▶ What you are asked to do
Could you pick up the biographical notes on American poets after their last line and write what comes next?

▶ Text block
Arensberg, Walter Conrad. [1878-1954] (2)Mr. Arensberg has been active in the new movement in poetry and wasone of the group who contributed to the yearly collection called "Others".He is the author of "Idols", 1916.
Baker, Karle Wilson. [1878-1960] (2) Born in Little Rock, Ark., Oct. 13, 1878. Educated in public and private schools at Little Rock and at the University of Chicago. Mrs. Baker taught for several years in Virginia and in the High Schools of Little Rock, but in 1901 took up her residence in Texas, whither her family had preceded her, and in 1907 was married to Thomas Ellis Baker, of Nacogdoches, which is her present home. Mrs. Baker is one of the promising new writers, her first volume of verse, "Blue Smoke", having been published in 1919, by the Yale Press.
Bates, Katharine Lee. [1859-1929] (1) Born at Falmouth, Mass., Aug. 12, 1859. Was educated at Wellesley College, from which she received the degree of A.B., in 1880 and that of A.M. in 1891. She also had the honorary degree of Litt.D. conferred upon her by Middlebury College and by Oberlin. She was continuously in educational work, teaching first at Dana Hall and then in Wellesley College, where she was professor and head of the English Department. Miss Bates spent four years in foreign travel and study and published numerous books in the field of education. Her best-known volumes of verse are: "America the Beautiful", 1911; "Fairy Gold", 1916; and "The Retinue", 1918.
Benet, Stephen Vincent. [1898-1943] (1)
Benet, William Rose. [1886-1950] (2)

▶ Dataset entries
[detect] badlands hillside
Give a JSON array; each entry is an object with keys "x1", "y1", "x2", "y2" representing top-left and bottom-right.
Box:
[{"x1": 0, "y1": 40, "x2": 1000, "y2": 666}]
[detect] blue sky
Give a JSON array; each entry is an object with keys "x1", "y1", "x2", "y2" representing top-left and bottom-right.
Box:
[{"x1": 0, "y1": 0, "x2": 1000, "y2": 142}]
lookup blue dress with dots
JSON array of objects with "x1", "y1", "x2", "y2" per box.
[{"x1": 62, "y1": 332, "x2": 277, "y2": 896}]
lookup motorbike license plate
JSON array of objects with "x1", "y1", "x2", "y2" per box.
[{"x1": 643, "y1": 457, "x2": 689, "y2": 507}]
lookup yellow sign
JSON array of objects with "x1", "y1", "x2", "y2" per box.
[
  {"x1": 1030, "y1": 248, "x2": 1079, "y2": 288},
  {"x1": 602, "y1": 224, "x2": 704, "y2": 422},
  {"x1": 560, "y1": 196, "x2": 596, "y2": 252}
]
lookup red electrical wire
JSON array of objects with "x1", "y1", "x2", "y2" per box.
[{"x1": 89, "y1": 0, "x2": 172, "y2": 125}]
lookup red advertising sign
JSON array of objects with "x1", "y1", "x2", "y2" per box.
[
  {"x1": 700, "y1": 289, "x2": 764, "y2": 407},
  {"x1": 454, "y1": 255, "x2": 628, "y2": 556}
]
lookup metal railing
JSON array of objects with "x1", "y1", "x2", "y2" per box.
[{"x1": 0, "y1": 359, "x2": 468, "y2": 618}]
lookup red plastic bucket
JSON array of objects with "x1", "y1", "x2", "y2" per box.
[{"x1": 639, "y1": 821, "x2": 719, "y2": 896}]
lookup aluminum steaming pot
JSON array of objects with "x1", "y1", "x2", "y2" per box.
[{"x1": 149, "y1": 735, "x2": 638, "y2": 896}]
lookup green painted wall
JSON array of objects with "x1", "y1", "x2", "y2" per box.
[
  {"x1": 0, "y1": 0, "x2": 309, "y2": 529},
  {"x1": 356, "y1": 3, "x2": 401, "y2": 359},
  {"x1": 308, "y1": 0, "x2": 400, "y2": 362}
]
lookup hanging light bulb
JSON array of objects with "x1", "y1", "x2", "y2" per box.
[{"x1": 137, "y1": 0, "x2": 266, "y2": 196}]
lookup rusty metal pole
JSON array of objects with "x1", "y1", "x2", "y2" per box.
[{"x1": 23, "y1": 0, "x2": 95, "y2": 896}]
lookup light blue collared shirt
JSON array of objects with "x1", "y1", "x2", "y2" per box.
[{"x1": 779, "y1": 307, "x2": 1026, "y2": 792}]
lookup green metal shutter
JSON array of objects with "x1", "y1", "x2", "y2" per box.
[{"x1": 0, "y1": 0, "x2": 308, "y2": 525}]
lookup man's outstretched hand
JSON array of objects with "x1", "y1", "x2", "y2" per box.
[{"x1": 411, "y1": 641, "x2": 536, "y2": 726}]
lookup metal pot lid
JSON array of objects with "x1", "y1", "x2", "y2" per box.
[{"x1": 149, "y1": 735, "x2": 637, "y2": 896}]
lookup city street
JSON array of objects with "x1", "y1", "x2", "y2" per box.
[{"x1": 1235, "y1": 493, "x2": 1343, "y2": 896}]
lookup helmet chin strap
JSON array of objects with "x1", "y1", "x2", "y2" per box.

▶ Response below
Bradley, William Aspinwall. [1878-1939] (1) Born at Hartford, Conn., Feb. 8, 1878. Educated at Columbia University where he received the degree of A.M. in 1900. Married Miss Grace Goodrich in 1903. From 1900 to 1908 Mr. Bradley was art director and literary advisor to McClure, Phillips & Co. and the McClure Co. and left them to become typographical designer and supervisor of printing at the Yale University Press, where he remained until 1917, when America entered the World War. He then became connected with the War Camp Community Service in which he did excellent work for the period of the war. Mr. Bradley is the author of several books and brochures upon art and particularly upon prints and etchings, such as "French Etchers of the Second Empire", 1916. In poetry, he is the author of "Garlands and Wayfarings", 1917; "Old Christmas and Other Kentucky Tales in Verse", 1917; "Singing Carr", 1918. The last two books are based upon Kentucky folk-tales and ballads gathered by Mr. Bradley among the people of the Cumberland Mountains.